[Point-per-instance localization data]
────────────────

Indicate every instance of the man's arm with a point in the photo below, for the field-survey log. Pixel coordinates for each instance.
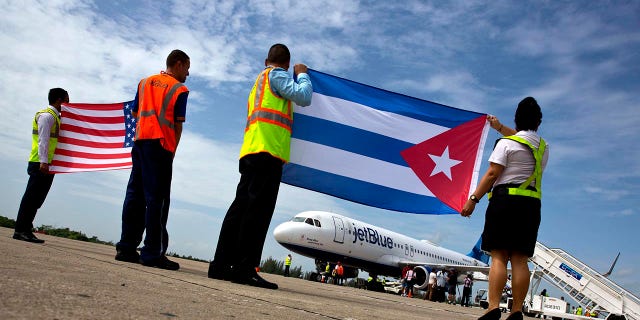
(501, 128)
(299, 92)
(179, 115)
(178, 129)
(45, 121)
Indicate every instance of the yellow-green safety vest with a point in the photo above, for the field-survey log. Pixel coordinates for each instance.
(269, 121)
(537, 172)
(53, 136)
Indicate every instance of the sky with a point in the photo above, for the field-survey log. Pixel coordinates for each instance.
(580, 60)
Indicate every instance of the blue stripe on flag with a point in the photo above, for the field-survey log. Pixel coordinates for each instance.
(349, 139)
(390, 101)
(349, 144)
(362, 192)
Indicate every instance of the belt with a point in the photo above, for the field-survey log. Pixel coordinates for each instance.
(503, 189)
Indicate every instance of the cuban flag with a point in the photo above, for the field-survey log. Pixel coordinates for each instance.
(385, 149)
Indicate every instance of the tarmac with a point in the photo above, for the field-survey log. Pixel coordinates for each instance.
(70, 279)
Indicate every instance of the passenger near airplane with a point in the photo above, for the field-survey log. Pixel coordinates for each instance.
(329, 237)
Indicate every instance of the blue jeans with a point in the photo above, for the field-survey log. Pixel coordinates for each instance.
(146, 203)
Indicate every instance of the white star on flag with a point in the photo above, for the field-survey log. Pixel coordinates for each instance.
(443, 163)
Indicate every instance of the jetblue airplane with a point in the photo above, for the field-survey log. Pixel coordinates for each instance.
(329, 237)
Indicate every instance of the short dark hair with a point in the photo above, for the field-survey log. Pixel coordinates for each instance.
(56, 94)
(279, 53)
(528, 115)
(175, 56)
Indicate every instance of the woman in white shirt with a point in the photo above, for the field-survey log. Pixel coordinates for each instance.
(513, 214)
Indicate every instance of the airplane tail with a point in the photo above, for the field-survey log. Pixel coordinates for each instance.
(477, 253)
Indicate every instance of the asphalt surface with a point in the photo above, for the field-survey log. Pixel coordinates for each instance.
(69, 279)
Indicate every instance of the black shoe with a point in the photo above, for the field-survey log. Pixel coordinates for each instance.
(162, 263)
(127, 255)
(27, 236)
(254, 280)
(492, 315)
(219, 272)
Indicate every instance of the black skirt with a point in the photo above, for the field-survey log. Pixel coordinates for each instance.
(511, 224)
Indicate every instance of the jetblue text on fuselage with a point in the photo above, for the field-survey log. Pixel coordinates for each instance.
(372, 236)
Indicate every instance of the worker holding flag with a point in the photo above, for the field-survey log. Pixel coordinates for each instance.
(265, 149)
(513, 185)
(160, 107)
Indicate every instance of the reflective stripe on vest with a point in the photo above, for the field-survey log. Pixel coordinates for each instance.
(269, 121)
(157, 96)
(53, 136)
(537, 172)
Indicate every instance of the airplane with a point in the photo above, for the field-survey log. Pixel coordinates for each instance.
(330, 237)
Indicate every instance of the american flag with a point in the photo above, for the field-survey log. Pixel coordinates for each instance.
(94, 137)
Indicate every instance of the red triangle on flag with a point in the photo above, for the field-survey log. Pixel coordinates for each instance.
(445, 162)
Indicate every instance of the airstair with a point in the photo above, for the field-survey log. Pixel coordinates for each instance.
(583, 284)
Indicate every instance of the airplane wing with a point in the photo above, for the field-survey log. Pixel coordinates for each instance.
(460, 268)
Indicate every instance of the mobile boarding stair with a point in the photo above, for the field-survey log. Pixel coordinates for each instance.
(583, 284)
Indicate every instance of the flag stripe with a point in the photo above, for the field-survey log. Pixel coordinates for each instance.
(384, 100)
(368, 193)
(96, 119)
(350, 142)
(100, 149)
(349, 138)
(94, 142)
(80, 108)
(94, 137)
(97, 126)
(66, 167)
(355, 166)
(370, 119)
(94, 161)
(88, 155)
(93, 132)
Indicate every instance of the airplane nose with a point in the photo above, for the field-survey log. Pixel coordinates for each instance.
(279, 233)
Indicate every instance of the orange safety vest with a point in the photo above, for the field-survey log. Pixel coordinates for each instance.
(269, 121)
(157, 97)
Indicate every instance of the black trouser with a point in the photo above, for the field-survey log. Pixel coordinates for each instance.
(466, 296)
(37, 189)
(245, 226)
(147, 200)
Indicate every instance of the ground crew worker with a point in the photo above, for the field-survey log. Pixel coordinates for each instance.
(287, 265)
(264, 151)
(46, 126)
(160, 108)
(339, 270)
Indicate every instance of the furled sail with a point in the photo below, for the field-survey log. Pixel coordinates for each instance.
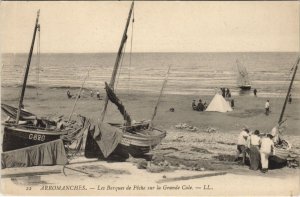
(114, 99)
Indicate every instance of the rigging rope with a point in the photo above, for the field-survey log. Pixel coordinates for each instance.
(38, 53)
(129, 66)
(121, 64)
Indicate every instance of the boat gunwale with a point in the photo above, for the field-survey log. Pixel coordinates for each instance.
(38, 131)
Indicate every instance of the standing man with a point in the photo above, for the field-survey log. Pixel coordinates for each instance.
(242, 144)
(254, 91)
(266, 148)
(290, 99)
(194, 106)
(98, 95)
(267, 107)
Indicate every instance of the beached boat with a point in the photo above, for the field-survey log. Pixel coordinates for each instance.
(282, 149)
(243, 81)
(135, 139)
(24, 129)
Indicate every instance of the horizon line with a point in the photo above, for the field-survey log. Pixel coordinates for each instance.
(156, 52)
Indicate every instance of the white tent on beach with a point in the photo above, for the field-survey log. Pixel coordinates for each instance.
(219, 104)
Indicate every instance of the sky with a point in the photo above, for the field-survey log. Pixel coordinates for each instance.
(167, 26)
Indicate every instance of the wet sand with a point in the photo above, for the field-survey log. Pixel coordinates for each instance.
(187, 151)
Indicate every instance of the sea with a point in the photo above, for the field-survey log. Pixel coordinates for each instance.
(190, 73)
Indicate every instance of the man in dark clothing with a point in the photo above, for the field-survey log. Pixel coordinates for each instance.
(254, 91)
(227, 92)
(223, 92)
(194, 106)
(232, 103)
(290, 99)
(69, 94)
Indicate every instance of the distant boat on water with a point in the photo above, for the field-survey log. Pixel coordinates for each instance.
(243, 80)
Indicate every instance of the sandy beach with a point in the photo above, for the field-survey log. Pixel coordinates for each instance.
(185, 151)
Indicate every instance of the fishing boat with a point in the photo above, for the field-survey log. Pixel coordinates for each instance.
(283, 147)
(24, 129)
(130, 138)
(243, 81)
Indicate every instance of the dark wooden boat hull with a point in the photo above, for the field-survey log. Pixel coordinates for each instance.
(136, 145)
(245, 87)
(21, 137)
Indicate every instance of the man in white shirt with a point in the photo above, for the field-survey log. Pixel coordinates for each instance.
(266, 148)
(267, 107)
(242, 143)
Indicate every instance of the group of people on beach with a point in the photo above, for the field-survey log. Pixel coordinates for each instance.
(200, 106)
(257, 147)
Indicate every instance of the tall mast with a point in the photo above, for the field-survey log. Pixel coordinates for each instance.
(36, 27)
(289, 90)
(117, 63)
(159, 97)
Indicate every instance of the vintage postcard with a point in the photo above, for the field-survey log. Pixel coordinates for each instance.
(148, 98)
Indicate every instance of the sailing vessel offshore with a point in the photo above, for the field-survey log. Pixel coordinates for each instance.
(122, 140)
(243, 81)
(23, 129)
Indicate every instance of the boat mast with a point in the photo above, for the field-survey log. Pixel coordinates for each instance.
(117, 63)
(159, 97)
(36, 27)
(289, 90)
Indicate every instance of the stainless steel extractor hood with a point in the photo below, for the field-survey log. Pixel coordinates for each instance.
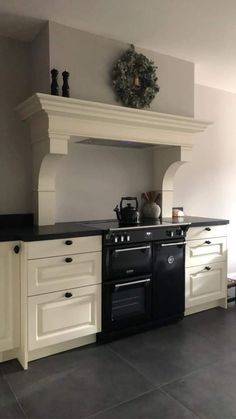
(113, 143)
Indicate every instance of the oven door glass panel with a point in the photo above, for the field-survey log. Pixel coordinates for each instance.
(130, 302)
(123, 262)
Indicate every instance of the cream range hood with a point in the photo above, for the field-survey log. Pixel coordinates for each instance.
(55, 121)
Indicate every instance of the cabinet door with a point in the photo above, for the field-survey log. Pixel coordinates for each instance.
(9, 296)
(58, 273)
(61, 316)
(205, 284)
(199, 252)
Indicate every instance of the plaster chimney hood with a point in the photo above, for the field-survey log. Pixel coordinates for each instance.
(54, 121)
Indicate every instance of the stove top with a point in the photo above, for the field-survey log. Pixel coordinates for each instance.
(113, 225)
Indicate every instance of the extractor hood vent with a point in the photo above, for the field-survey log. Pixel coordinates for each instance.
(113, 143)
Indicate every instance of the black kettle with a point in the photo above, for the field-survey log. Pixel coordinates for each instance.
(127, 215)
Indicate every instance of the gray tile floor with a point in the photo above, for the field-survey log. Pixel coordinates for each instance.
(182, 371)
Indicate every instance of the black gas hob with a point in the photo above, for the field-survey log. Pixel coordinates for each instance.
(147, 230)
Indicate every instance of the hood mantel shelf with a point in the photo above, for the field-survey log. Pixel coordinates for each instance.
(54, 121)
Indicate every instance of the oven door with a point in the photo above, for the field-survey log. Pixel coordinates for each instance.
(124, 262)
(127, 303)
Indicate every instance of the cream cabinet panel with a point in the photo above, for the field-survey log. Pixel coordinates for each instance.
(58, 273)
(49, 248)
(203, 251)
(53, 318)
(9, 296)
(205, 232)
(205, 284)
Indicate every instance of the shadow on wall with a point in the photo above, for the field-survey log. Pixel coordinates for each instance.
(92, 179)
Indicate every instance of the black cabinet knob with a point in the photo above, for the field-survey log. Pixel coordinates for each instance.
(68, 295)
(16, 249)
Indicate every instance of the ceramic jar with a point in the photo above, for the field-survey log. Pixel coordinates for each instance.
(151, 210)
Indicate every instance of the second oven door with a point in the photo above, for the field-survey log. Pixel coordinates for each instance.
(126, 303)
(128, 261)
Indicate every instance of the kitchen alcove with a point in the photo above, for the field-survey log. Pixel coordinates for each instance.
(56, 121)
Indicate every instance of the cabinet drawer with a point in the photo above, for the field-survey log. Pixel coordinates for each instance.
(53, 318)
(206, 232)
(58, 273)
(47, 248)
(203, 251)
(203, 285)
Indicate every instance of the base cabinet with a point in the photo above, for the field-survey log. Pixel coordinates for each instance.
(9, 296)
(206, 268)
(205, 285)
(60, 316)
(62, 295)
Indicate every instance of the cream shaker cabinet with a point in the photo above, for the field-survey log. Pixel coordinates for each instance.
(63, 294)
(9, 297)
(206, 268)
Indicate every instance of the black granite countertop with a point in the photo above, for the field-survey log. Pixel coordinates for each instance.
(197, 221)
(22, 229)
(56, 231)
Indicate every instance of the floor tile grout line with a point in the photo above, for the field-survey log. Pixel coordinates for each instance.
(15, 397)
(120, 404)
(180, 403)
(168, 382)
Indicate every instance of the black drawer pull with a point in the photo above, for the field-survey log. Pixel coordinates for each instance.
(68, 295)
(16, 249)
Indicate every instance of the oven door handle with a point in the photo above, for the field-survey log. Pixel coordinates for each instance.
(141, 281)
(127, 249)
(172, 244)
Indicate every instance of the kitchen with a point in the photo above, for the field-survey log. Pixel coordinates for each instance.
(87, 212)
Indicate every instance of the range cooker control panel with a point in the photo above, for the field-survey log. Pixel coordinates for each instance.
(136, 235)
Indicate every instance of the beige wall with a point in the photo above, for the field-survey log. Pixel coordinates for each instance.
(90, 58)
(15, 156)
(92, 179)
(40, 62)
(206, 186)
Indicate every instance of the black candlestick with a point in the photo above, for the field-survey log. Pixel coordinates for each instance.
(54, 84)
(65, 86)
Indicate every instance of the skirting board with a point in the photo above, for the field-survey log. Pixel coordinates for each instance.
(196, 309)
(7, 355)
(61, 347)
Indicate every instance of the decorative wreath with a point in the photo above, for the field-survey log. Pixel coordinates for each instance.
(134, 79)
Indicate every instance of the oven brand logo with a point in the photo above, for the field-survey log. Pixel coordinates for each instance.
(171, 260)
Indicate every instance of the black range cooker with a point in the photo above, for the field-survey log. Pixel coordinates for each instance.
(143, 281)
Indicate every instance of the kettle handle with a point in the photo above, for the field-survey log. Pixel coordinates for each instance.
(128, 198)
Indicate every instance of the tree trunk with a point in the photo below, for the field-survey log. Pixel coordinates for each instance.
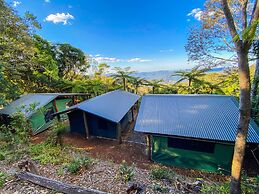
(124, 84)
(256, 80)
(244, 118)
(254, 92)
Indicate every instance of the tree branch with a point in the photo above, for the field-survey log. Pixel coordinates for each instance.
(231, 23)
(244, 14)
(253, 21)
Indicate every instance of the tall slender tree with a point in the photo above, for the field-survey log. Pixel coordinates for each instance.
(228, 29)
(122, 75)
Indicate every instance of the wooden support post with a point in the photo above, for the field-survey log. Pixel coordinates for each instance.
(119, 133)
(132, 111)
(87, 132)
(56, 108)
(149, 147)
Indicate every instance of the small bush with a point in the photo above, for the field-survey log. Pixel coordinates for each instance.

────────────────

PROBLEM TO SOLVE: Write out again, exactly, the line containing "Indicate every instance of the wooden" and every later line of the records. Omit the rest.

EXERCISE SOLUTION:
Indicate every instance of the wooden support post with a point in the photo above, for the field-survey log. Pixel coordinates for each instance.
(119, 133)
(132, 111)
(87, 132)
(56, 108)
(149, 147)
Indicate every instance of the small bush with a point in the photo above, for the field-survey log. Pixel coordinates for each instance.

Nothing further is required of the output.